Work item:
This exercise calls for copying every line below that holds the word "flower".

****************

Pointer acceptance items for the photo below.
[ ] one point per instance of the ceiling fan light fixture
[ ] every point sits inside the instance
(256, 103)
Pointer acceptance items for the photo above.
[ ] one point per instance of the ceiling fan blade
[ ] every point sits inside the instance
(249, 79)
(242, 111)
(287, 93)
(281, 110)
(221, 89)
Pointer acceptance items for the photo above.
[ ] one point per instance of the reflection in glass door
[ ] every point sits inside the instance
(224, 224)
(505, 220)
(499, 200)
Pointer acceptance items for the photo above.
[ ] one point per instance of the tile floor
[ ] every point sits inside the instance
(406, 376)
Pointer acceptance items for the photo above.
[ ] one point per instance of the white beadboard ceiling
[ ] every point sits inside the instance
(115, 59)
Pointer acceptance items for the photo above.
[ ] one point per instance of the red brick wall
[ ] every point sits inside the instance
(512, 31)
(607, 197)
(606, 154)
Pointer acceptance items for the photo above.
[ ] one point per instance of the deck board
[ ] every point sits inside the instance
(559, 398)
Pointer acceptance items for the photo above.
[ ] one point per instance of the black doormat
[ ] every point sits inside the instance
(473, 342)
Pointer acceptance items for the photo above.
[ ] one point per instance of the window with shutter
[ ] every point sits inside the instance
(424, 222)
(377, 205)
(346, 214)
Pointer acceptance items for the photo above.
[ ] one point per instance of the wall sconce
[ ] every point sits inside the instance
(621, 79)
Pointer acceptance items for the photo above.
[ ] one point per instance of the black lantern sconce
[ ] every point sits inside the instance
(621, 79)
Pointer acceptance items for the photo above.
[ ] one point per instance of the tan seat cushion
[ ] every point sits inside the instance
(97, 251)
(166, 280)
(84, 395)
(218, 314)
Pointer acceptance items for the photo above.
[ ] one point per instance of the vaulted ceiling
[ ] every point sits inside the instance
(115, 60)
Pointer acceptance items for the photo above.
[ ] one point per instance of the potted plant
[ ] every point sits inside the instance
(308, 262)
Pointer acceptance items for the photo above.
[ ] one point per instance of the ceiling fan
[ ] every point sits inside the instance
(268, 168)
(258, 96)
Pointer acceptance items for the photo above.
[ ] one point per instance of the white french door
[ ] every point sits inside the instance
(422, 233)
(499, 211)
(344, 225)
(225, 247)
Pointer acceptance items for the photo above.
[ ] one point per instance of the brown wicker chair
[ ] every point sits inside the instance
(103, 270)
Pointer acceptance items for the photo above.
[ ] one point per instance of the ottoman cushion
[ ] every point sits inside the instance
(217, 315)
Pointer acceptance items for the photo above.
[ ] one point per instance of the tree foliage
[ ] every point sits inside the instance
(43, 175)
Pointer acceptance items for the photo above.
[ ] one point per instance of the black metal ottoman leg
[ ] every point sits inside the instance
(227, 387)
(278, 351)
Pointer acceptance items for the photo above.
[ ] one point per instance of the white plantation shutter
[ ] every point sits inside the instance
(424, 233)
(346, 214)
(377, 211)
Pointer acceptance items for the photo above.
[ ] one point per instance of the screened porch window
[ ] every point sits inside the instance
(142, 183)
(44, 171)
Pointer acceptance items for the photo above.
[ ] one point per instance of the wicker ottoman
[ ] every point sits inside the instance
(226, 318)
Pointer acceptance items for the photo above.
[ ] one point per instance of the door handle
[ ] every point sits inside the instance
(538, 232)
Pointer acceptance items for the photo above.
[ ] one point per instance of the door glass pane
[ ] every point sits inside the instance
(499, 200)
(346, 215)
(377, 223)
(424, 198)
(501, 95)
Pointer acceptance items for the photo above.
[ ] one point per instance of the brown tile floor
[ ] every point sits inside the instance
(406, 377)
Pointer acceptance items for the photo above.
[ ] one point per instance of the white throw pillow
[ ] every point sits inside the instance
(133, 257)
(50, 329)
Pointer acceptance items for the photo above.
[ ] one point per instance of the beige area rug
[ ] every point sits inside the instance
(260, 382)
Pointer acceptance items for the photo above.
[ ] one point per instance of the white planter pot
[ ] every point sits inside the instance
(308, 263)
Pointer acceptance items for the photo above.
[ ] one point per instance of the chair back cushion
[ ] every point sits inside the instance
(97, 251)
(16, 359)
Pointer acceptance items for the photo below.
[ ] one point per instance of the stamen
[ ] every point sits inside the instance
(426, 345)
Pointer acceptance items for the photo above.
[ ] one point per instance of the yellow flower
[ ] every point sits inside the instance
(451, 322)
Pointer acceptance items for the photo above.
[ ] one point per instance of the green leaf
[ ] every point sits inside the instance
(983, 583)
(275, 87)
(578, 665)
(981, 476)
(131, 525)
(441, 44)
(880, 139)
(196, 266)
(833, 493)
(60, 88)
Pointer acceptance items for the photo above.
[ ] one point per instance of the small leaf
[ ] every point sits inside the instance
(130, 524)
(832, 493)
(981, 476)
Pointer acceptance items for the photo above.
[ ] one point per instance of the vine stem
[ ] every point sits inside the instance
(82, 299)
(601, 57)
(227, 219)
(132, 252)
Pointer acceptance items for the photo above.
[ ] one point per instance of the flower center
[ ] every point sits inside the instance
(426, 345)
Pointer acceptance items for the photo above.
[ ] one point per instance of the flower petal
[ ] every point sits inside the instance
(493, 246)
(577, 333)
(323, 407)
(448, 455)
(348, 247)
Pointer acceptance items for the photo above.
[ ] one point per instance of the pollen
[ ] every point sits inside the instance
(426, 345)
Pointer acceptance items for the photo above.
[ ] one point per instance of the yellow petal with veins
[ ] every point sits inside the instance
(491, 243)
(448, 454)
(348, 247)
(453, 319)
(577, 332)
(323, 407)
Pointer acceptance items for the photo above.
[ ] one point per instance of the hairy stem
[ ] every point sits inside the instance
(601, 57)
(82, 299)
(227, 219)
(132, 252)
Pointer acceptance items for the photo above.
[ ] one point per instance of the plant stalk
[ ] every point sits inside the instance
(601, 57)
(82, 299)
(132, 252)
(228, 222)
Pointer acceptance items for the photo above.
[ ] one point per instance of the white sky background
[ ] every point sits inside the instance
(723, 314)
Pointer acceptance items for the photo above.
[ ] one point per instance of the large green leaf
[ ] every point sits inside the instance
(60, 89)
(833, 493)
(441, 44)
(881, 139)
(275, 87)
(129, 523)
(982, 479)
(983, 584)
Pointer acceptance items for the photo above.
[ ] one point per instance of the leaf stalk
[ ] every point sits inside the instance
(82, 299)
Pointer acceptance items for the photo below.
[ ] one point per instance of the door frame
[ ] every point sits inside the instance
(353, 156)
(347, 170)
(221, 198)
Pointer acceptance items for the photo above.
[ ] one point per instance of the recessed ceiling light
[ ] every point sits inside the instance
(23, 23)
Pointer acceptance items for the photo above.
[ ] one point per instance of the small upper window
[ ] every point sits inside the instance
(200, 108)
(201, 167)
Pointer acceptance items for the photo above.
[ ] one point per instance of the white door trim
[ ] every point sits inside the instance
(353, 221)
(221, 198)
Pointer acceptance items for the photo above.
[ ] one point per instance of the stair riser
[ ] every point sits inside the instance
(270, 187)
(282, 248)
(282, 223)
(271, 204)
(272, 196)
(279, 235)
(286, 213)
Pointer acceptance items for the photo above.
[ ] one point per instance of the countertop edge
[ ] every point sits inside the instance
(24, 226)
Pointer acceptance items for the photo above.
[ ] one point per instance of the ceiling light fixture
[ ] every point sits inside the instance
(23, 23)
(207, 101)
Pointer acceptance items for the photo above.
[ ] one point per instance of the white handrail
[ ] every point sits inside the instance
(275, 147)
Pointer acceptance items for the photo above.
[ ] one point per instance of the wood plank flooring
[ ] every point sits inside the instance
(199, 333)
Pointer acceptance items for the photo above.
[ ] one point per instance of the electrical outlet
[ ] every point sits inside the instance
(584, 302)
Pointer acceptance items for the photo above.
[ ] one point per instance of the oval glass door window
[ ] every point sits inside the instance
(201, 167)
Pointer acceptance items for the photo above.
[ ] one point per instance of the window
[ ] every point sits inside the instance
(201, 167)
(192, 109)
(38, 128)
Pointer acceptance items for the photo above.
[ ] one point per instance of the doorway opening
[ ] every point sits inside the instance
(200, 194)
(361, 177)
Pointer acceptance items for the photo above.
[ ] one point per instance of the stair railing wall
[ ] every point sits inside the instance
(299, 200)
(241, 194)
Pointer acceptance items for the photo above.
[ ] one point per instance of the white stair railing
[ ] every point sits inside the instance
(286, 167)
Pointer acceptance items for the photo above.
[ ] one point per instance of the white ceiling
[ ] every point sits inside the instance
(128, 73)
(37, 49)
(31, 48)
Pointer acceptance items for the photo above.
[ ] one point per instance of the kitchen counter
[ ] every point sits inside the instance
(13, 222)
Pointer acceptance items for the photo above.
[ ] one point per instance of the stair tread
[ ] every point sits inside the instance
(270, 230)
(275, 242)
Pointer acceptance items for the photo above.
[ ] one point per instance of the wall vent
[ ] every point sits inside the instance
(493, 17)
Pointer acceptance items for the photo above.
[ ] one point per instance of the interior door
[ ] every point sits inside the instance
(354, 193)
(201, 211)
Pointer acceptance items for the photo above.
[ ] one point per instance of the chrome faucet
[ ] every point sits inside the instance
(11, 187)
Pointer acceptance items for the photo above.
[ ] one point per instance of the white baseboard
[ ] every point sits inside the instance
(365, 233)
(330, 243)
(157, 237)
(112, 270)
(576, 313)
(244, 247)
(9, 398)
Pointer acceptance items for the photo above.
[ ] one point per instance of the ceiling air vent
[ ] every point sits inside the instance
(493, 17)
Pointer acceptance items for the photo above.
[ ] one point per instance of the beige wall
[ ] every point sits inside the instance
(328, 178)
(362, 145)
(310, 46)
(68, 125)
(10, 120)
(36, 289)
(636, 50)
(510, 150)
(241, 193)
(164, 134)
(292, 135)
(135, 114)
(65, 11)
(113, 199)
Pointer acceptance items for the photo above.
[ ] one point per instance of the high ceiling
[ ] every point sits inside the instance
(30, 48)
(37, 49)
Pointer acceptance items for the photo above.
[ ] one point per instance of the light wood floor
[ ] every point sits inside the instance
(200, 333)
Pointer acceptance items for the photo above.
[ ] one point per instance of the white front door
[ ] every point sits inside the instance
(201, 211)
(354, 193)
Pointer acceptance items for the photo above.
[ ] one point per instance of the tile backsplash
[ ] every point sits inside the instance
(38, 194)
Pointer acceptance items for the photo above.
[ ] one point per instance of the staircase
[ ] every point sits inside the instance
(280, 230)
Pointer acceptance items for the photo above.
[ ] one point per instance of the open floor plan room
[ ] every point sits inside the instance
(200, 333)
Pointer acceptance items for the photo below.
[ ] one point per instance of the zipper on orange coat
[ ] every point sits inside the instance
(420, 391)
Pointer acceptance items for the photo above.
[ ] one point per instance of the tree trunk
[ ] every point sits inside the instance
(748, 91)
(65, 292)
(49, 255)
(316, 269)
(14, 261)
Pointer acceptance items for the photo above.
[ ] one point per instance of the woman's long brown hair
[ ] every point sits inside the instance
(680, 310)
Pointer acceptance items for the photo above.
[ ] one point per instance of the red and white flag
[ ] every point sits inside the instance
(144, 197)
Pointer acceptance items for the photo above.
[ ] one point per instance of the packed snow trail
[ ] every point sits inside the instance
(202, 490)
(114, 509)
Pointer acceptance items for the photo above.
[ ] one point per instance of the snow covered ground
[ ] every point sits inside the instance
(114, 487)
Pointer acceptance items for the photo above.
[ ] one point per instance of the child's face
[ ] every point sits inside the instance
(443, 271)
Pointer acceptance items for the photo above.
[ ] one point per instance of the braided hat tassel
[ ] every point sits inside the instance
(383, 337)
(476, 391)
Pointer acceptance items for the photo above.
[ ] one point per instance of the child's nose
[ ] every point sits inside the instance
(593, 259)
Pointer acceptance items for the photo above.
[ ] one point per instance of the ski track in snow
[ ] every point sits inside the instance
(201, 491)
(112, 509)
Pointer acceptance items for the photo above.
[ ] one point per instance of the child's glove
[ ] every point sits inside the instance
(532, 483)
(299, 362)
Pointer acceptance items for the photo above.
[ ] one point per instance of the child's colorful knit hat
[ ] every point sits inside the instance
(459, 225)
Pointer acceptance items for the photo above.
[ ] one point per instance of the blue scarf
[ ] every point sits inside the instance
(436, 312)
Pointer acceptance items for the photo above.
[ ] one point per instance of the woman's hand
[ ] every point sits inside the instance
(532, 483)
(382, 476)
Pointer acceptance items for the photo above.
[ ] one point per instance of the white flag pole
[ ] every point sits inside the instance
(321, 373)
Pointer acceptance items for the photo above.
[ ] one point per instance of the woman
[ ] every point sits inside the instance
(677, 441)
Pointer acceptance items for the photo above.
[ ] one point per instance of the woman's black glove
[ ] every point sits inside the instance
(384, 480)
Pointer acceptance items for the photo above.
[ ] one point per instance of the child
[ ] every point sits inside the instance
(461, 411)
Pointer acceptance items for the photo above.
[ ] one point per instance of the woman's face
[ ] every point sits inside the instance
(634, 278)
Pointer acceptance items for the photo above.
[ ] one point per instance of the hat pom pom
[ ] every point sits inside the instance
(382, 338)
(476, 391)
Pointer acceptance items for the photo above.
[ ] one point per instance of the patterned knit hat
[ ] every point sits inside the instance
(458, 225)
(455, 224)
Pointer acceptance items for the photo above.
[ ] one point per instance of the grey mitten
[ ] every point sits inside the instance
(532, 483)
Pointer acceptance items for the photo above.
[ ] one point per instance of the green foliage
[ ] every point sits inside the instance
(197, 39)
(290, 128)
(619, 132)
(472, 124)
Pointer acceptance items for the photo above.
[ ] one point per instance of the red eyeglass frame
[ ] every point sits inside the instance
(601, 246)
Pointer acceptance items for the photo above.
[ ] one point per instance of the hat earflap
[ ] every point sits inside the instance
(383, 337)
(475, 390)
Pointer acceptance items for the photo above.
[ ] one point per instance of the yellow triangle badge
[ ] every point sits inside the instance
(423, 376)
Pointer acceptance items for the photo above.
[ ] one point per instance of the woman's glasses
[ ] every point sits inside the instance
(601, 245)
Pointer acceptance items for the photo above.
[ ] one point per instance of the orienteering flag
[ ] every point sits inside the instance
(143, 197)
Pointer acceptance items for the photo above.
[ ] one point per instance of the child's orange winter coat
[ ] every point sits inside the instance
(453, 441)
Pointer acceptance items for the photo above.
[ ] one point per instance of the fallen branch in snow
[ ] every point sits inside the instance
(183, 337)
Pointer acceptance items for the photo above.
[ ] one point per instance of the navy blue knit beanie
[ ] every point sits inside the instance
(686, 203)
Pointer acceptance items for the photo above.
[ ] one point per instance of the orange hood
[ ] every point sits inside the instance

****************

Task result:
[ ] one point per instance of the yellow flower
[ ] one point per instance of the flower center
[ ] one point per instance of the flower petal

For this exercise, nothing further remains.